- **GIVEN REQUEST**:
Reproduce the listing below character for character; drop every image.

- **TASK INPUTS**:
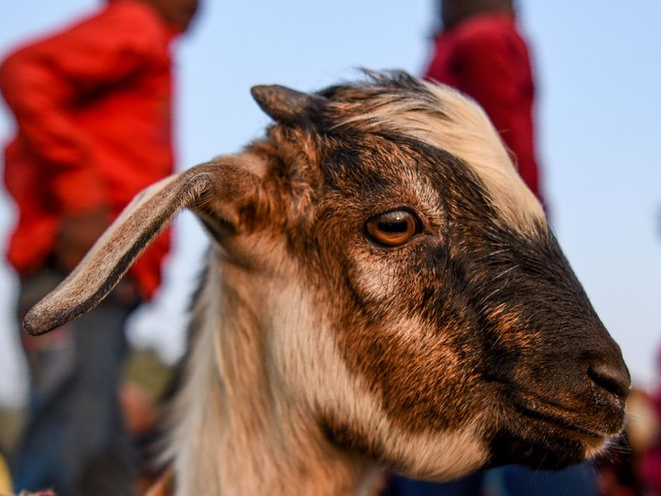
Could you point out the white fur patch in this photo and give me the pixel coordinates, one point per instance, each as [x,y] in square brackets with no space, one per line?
[467,133]
[315,367]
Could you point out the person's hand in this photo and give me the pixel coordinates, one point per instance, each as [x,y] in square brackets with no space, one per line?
[77,234]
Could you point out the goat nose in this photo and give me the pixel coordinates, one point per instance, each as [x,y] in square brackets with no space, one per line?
[612,377]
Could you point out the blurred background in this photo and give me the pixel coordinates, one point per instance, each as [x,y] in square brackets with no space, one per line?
[598,112]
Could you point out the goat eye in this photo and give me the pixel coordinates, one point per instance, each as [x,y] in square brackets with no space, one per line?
[392,228]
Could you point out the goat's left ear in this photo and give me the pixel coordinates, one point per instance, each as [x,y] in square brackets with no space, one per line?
[216,190]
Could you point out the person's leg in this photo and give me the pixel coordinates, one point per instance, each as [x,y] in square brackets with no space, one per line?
[467,486]
[572,481]
[75,441]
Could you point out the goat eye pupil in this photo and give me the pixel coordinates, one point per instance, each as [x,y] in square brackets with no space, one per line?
[392,228]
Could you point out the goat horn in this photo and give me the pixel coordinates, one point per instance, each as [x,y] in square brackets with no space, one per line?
[284,104]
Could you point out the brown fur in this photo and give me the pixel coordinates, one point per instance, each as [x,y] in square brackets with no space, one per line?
[318,355]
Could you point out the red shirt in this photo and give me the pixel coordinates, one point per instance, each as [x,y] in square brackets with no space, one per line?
[92,105]
[485,57]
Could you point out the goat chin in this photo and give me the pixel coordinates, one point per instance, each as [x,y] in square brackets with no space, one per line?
[382,290]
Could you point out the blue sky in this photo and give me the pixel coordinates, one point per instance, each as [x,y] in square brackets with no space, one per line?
[598,129]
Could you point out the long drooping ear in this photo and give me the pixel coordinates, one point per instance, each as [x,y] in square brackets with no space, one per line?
[213,190]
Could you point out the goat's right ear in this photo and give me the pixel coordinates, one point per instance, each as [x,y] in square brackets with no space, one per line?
[214,190]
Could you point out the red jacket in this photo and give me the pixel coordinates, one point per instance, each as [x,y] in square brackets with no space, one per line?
[486,58]
[92,105]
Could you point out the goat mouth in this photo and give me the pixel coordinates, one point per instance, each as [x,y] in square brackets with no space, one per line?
[600,425]
[561,425]
[543,435]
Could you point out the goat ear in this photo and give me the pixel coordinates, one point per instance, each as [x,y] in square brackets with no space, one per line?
[211,190]
[286,105]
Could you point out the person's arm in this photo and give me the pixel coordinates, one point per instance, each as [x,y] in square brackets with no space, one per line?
[45,82]
[494,69]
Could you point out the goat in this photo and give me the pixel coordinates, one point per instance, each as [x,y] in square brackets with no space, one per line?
[381,290]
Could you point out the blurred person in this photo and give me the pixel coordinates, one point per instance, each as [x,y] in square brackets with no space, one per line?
[481,52]
[92,106]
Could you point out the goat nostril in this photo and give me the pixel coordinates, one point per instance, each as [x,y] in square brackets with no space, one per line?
[612,378]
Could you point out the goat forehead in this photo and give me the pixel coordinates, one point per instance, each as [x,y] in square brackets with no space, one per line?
[446,120]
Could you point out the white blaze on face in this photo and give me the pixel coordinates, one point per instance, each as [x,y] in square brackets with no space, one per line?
[466,132]
[306,352]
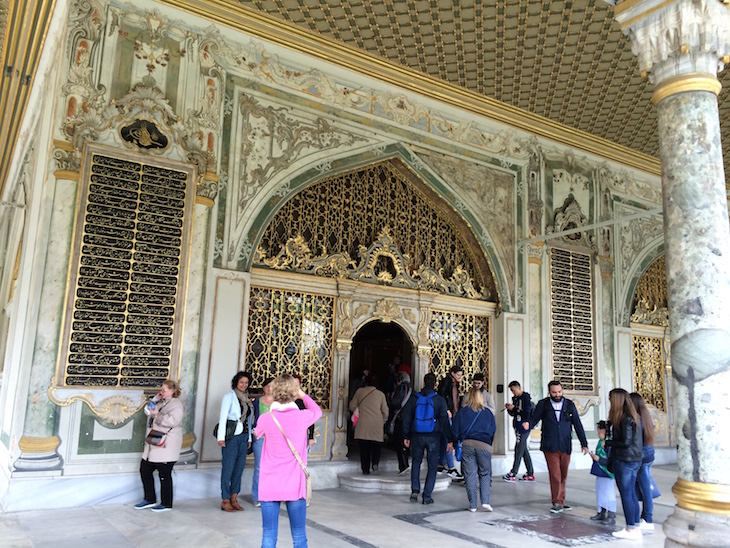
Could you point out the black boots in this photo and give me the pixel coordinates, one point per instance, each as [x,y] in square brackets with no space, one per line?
[605,517]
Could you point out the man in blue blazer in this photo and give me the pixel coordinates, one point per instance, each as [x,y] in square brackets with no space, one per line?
[559,416]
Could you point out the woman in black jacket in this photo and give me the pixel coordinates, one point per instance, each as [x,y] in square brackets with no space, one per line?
[626,456]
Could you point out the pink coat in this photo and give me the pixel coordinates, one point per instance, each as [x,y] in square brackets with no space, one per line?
[280,476]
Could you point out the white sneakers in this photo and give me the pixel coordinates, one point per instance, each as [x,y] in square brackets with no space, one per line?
[630,534]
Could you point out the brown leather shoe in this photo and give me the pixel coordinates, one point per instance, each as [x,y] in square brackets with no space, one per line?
[234,502]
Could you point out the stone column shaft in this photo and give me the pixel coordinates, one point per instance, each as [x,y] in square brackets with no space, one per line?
[680,46]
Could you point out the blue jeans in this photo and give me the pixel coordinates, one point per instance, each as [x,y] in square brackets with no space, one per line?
[447,458]
[626,473]
[297,510]
[257,445]
[419,444]
[644,484]
[234,459]
[476,464]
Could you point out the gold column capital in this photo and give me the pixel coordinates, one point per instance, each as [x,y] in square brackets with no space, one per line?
[712,498]
[202,200]
[694,81]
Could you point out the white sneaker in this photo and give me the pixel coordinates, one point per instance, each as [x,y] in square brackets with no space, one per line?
[630,534]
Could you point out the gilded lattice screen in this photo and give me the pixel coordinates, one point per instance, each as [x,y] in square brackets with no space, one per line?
[571,319]
[126,297]
[650,300]
[649,370]
[292,332]
[460,339]
[342,213]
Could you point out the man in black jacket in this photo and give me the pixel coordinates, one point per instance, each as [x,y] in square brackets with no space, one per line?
[449,390]
[520,409]
[559,416]
[422,431]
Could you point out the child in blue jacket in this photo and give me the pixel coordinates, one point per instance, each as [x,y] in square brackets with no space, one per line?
[605,490]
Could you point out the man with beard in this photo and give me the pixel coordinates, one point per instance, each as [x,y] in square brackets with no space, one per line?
[559,416]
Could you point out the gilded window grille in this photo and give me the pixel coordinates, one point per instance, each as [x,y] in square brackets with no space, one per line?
[292,332]
[125,305]
[344,212]
[650,300]
[460,339]
[652,288]
[649,370]
[571,319]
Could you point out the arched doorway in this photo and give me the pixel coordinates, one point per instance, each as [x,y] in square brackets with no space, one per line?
[374,347]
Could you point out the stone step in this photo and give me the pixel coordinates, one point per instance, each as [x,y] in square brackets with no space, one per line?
[388,482]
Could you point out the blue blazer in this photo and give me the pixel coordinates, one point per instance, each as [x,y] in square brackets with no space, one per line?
[557,436]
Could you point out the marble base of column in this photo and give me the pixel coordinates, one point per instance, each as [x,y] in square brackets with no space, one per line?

- **EXERCISE ANSWER**:
Could you point out the white fur patch in this photo and give me the pixel coordinates, one point per instance, each as [x,y] in square brackets with no space, one per line?
[467,133]
[315,367]
Could you point out the person's hand in this photo and give me the pixel coordinates, one point per instance, each as [x,y] in square brackets with no space, one per line?
[77,234]
Could you point out the goat nose in this photo and give me the pixel coordinates, one point per instance, each as [x,y] in square brackets with no space, one per line?
[612,377]
Could you point out the blurred background in this photo and give me the pixel coordinates, one point per instance, each as [x,y] in square brackets with no space, one per line?
[598,112]
Could you point out the goat eye in this photo and give me the pixel coordinates, one point per instance, each as [x,y] in square brackets with no space, one per line?
[392,228]
Could you point out the goat's left ear in this photo and give me the pixel coordinates, one point per instance, each as [x,y] in square brackets with no space, one per line?
[216,190]
Could you point out the person's leg in this photo and give me the pixel coordinates, one point per instance, each as [x,y] in square brackets with no space, one per line?
[467,486]
[572,481]
[75,441]
Could you point out the goat eye pupil in this photo and give me the pixel coordinates, one point per instance, each as [x,y] in square brackets with no space, one per line?
[392,228]
Could you point out the goat horn in this photo and give me the pixel coordinates, one point per instance, each as [x,y] in square brackets with no space, one per line?
[284,104]
Could you point out the brown fur in this photo and give me the pixel coordinates, one point per instance, each as [x,y] in square brackets with no space, one per line?
[318,355]
Could you point out the red shirt in this photo and give me the pixel coordinates, one point per instance, each as [x,y] in square brackets with no space, one per line?
[92,105]
[485,57]
Could you point out the goat chin in this photo and give me the pixel coordinates, one point per instance, each as [x,y] in square brackets with no space, one per line?
[382,290]
Could you point out the blue sky in this photo and give me the pixel coordinates, one point per instance, each as [x,y] in square brackets with no space, one per line?
[598,129]
Could you point out the long drooping ear in this photo and give me the pixel coordinates, one point per instance, each as [x,y] in square brackets with no space, one per line?
[213,190]
Could you point out the goat's right ear in this photo and give me the pixel coordinates, one point per instance, each as [x,y] in square brackets with no space, one per line?
[214,190]
Could you point out the red jacket in this photo and give me the pixel coordinates, one point per instance, each as [x,y] in square brackets with no space, one per line?
[486,58]
[92,105]
Could you point out the goat mouth in this photo and give me the pixel coordinates, one point per instance, each as [x,y] in square brackets with no space, one per line?
[600,425]
[561,425]
[543,435]
Could you point out the goat ear in this photo and give me the pixel coordinates, one point per instance, each as [x,y] in square brackets with no space, one per line?
[211,190]
[286,105]
Could you point out the person's arm in this photo and give me the pixel coordinates, one point per instance, each as [x,y] in square brackets with no space, one per line?
[45,82]
[494,69]
Could you point out the goat in this photo and give me the pixel coordinates, one point per instance, each as [x,y] in square brackets with no space, one per line?
[381,290]
Could you point out the blurred person in this photo and give me the pixel coordinates, one point per instance, each as [x,y] in square brackets with no space, one per line?
[481,52]
[92,106]
Could you point out the goat nostril in this photo and give me the pixel coordinates, one point per instance, each as [x,y] in square brackets with no space, one per line?
[612,378]
Could you point out the goat forehead in this photo and give me the pixel coordinates, one point per instance, each as [x,y] in square brackets with no space, one per line?
[446,120]
Could you point out the white blaze on face in this photo and give me the pixel coordinates, one point per instance, each as [x,y] in square brackets with no space, one per line?
[466,132]
[306,352]
Could you point out the black boots in this photo and give me the pixel coordinates, one point per instance, each as [x,y] in square brackets with no space, one per line?
[605,517]
Could you point out the man in blue blazer in this photo and give me the pixel coordinates, one point per instance, each as [x,y] in square brackets with no space, one per line?
[559,416]
Could you point out the woman in black jacket in this photo and give me the pixel coordinates, one point per instance, each as [x,y] in square brackets with no space, one per line?
[626,456]
Could you point out the pink coat in this photo and give me the pixel coordinates, one point per instance, each as [x,y] in square brackets with no space, one per line?
[280,476]
Could you point out the white sneakers in this photo and give me the pixel coordinates, one point per instance, each as [x,y] in square brackets with no space, one per line?
[630,534]
Could you point out the brown leather shoe in this photo and give me the pixel coordinates, one point per instance, each as [x,y] in square brackets with no space, one per line?
[234,502]
Could you point out the stone column shaft in this photo and give me the pixel coordinates, one point per instance, each as [x,y] in square brackets with no space, one per line?
[680,46]
Could you point out the blue jeans in this photo and give me the pixel coordinates, one point per instance, each as [x,y] in square brackets with no space, one per line?
[447,458]
[626,473]
[297,510]
[257,445]
[419,444]
[644,484]
[234,459]
[476,464]
Could you point out the gold column capital in this photo and give me the pixel coordinates, one point per instance, each as [x,y] in square brackets with no space, one per line?
[712,498]
[202,200]
[694,81]
Could you point out the white sneaker in this photo and give me the pixel coordinates, one point per instance, each as [x,y] in square brackets with no space, one per line?
[630,534]
Could you point out the gilded lattice screen in this photo and give me the pixel coordinates, one point per instance, each as [x,y] in square brackets with no space, one per line?
[571,319]
[126,297]
[650,300]
[649,370]
[292,332]
[460,339]
[342,213]
Could you point out the man in black jacket in this photo and give me the pixel coordinates, one point per instance, each as [x,y] in square brackets with no space, one per line?
[449,390]
[520,409]
[559,416]
[422,431]
Could you point out the child in blue jacket in this photo and give me the pixel coordinates, one point per instance, each as [x,y] in square brackets with no space, one per line?
[605,490]
Could you point out the man with beard in this photo and give me the pixel coordinates, one point per instance, each as [x,y] in square brackets with no space, one per line?
[559,416]
Could you point out the gilded window grille in this photo and give me the pixel coordinates, one point per instance, each as [x,y] in square brackets with no space, one per line?
[292,332]
[125,305]
[344,212]
[650,300]
[460,339]
[652,288]
[649,370]
[571,319]
Could you point out the arched doorway in this photo and give me the pixel coordinates, one point per instance, each as [x,y] in square brackets with no space, one per line?
[374,347]
Could you point out the stone step in this photo and give me the pixel coordinates, one point per instance, each as [x,y] in square brackets with no space, one per line?
[388,482]
Could you point out the blue blazer in this photo and give me the pixel coordinates, one point per instance, each as [x,y] in square brackets with no space, one per line?
[557,436]
Could you point out the marble base of column in this photo and give me the pixel coordinates, one point per instance, each as [x,y] in square brackets with no space, one per line?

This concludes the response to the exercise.